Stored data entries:
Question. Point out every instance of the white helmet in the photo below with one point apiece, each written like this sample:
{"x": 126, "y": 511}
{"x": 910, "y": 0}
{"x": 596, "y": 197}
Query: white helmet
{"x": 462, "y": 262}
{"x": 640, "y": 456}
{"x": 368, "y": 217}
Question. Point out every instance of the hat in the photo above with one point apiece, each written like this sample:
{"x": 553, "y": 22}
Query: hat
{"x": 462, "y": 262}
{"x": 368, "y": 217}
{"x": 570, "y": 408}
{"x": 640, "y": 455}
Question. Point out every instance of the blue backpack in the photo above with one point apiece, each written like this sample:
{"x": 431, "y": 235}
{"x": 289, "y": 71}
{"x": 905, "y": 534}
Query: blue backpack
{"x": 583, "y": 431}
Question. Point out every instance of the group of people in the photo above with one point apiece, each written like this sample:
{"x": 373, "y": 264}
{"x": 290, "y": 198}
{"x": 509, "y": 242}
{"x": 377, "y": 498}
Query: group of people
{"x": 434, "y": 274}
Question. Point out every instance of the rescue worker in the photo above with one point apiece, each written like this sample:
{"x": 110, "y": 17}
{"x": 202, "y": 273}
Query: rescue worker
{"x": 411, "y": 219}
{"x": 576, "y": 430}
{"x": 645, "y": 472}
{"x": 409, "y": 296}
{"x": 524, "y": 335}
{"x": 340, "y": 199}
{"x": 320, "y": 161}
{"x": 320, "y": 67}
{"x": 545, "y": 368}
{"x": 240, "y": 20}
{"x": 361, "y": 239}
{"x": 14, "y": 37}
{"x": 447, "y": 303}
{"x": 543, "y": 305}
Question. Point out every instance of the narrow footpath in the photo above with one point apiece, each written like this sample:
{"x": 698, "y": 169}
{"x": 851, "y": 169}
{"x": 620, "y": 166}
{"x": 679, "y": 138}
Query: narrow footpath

Work to be completed:
Each line in the data that holds the word "footpath" must be copied.

Finished task:
Question. Point out every instance of the narrow footpath in the photo above with one point apiece, each written like this sample:
Query: narrow footpath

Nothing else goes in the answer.